PROVIDED PASSAGE Block Start
Friedan Still Wows ’Em, Even Young Dissenters
HUAIROU, China (AP) _ A buzz ran through the crowded tent: ``She’s coming, she’s coming.″
Heads swiveled to watch a silver-haired woman navigating the narrow path with a slight limp _ Betty Friedan, godmother of the modern American women’s movement and heroine to thousands of the women gathered in this Beijing suburb.
Not able to get to the tent entrance, she climbed right over the 2-foot-high canvas wall, aided by willing hands. A group of Western women who had obviously rehearsed called out in unison, ``Ni hao Betty, xie xie″ _ Chinese for ``Hello Betty, thank you.″
Friedan, 74, is one of the few household names among the 23,500 participants at the largest gathering of women in history _ the Non-Governmental Organization Forum on Women. The forum is being held on the sidelines of the U.N. conference on women that begins Monday.
Women of all ages and from all continents come up to shake her hand, seek her autograph and tell her the impact her 1963 book, ``The Feminine Mystique,″ had on their lives.
Her workshops have been among the conference’s best-attended. More than 120 people filled and spilled out of a tent set with about 30 chairs for the Saturday event billed as a ``conversation with Betty Friedan.″
``It moves me enormously,″ Friedan said in an Associated Press interview. ``This (movement) has taken on such a long life. I guess I’ll never stop feeling a responsibility to the evolution of it.″
Indeed, at this women’s conference she is investing her considerable energy into pushing the movement in a new direction, away from confronting men and toward promoting economic policies that benefit both sexes.
PROVIDED PASSAGE Block End
DATASET EXTRACT Block Start
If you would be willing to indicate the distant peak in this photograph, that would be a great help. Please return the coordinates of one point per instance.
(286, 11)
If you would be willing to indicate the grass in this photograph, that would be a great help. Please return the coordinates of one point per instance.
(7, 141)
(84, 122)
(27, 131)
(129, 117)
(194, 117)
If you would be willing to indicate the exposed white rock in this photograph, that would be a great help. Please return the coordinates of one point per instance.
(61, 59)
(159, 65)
DATASET EXTRACT Block End
(TO DO): In the article about Betty Friedan, how many people attended the Saturday event set up with about 30 chairs? Answer using only the article about Betty Friedan.

(SOLUTION BELOW): More than 120 people.